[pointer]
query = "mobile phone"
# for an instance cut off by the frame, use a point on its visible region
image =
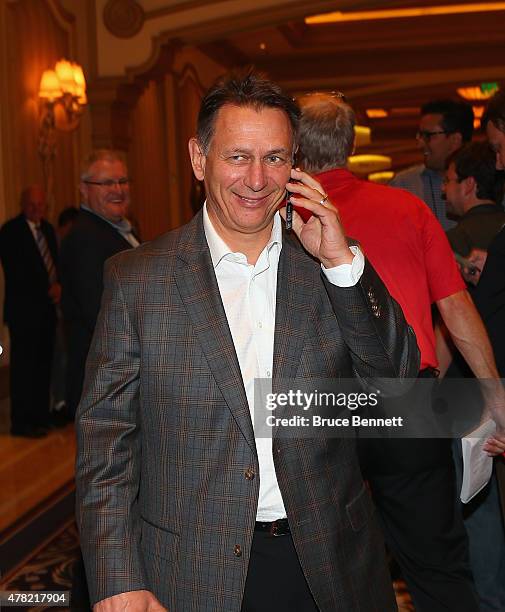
(289, 212)
(465, 263)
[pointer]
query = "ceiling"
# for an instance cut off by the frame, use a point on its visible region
(395, 64)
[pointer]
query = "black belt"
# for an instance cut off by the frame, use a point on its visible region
(429, 373)
(275, 528)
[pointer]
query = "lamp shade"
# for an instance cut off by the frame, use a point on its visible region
(65, 72)
(50, 87)
(79, 80)
(366, 164)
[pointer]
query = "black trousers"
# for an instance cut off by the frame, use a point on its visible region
(275, 580)
(422, 522)
(31, 355)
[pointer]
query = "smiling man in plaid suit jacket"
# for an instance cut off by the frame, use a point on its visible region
(180, 506)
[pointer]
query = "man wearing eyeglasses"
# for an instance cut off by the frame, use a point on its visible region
(445, 125)
(100, 231)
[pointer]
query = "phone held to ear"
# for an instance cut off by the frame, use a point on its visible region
(303, 212)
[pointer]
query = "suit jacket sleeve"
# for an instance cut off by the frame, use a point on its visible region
(380, 342)
(109, 451)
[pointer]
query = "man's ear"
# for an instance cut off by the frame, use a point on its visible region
(197, 158)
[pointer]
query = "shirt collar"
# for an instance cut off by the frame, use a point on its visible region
(218, 247)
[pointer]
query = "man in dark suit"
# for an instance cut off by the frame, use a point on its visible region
(180, 504)
(100, 231)
(28, 251)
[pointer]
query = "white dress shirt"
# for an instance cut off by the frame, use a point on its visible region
(249, 293)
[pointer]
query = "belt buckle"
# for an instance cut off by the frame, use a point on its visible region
(274, 530)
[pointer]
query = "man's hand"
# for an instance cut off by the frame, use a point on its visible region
(55, 293)
(131, 601)
(322, 236)
(476, 261)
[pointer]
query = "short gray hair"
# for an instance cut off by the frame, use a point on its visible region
(110, 155)
(325, 132)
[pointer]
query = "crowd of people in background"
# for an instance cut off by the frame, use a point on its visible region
(436, 238)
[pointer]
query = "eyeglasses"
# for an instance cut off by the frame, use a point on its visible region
(110, 183)
(426, 134)
(446, 180)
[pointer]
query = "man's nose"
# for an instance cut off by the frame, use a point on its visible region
(256, 178)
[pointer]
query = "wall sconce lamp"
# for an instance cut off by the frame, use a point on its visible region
(62, 95)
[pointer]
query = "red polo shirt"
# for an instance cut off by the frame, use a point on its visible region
(405, 244)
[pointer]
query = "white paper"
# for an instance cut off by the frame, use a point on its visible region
(477, 465)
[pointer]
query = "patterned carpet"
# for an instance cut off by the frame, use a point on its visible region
(51, 567)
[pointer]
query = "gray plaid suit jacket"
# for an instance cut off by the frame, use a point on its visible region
(165, 435)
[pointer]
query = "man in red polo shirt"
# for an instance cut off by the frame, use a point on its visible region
(412, 480)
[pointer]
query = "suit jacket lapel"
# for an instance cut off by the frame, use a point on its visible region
(296, 279)
(197, 284)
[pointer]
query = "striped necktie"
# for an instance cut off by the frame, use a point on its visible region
(45, 253)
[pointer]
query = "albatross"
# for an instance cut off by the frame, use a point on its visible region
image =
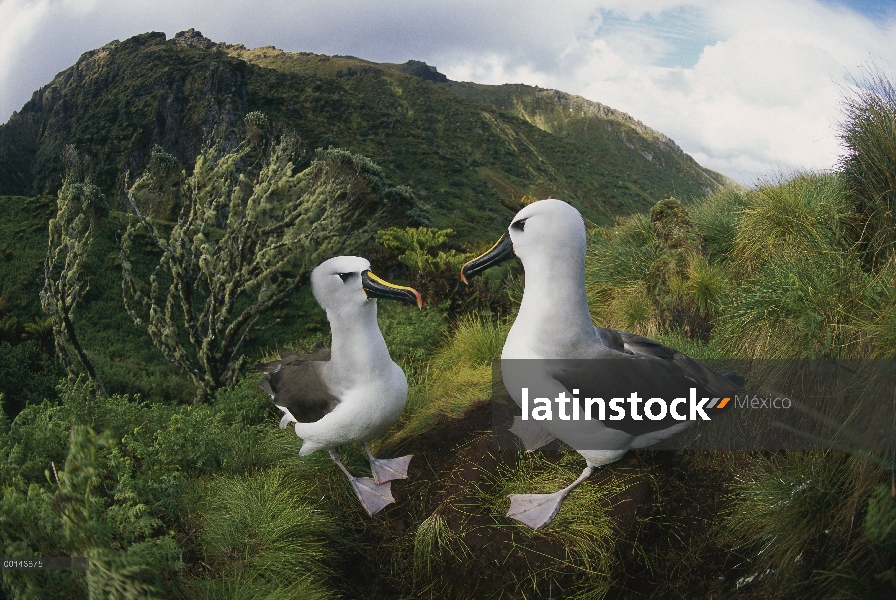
(353, 391)
(554, 323)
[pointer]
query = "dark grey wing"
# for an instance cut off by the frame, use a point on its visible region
(611, 339)
(295, 385)
(641, 345)
(650, 377)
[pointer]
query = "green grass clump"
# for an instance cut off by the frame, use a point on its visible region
(793, 516)
(264, 535)
(869, 165)
(458, 375)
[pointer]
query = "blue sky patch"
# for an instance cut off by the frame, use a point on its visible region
(681, 34)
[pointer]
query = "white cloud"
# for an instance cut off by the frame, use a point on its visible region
(749, 89)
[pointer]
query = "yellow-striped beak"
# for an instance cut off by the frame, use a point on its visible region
(501, 251)
(376, 287)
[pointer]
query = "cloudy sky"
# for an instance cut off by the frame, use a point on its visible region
(749, 88)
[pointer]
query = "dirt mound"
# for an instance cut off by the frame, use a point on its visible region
(448, 537)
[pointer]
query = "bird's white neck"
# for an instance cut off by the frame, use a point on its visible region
(553, 321)
(357, 341)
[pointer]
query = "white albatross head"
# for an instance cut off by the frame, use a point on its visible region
(544, 232)
(346, 283)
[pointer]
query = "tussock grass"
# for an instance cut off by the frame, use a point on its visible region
(869, 166)
(793, 515)
(573, 556)
(263, 535)
(457, 376)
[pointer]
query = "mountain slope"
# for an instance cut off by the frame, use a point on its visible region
(470, 157)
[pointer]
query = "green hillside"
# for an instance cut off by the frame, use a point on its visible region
(469, 151)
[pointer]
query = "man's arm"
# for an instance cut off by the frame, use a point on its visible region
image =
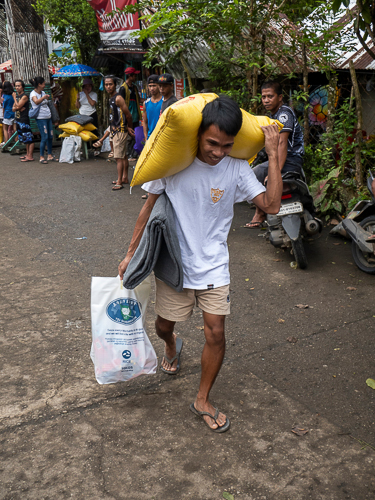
(145, 122)
(270, 200)
(283, 148)
(140, 225)
(122, 105)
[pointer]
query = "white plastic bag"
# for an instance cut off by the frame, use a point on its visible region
(71, 149)
(120, 347)
(67, 150)
(106, 147)
(77, 147)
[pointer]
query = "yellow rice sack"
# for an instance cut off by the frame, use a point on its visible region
(72, 128)
(87, 135)
(89, 126)
(173, 144)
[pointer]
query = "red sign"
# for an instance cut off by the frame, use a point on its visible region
(179, 88)
(117, 26)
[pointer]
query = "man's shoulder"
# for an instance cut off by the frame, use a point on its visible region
(284, 115)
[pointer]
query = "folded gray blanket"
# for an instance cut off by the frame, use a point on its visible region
(158, 250)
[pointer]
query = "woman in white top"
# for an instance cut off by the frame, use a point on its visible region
(44, 119)
(86, 101)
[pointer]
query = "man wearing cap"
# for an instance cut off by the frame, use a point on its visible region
(166, 82)
(152, 106)
(129, 92)
(86, 101)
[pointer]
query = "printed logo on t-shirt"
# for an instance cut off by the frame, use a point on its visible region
(216, 194)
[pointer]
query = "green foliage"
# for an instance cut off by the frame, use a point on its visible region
(64, 60)
(72, 22)
(364, 21)
(330, 165)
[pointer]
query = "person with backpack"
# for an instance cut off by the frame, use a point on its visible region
(39, 99)
(21, 108)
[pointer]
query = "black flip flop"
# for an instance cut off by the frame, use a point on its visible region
(179, 345)
(254, 225)
(201, 414)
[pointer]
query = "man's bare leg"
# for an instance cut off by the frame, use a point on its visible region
(258, 218)
(212, 359)
(164, 330)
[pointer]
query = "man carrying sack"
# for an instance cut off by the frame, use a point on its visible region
(202, 196)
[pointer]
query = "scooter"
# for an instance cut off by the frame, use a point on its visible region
(360, 226)
(295, 219)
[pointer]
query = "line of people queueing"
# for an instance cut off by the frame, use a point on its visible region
(125, 114)
(16, 106)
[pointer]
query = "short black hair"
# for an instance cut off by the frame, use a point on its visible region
(224, 113)
(38, 80)
(271, 84)
(8, 88)
(111, 77)
(21, 82)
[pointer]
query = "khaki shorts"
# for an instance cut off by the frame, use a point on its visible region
(119, 145)
(178, 306)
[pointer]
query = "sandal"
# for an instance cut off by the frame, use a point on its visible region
(201, 414)
(254, 225)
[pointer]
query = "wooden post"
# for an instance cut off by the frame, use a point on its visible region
(305, 72)
(331, 101)
(358, 107)
(27, 42)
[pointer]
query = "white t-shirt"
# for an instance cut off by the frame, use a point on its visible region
(44, 111)
(86, 108)
(203, 197)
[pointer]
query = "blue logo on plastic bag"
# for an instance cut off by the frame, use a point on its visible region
(124, 311)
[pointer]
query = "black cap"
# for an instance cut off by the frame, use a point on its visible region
(153, 79)
(165, 78)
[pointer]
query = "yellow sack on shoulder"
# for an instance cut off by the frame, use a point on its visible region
(173, 144)
(71, 128)
(89, 126)
(87, 136)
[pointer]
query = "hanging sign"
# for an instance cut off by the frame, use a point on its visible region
(116, 29)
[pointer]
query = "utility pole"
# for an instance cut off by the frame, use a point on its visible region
(27, 41)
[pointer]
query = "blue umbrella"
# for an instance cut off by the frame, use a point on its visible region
(76, 70)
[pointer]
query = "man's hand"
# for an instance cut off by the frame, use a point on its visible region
(271, 139)
(123, 266)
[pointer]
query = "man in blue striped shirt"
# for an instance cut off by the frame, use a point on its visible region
(290, 149)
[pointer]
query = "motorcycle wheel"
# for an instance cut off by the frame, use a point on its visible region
(361, 259)
(299, 253)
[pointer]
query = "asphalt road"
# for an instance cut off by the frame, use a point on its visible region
(63, 435)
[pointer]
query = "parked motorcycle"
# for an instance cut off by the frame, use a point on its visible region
(360, 225)
(295, 219)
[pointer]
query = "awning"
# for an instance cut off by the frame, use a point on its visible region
(7, 66)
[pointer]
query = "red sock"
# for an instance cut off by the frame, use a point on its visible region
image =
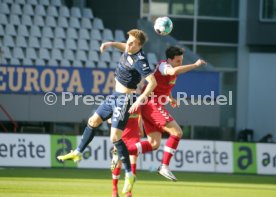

Required action> Count every line of the entries that includes "suit", and say the number alone.

Result below> 5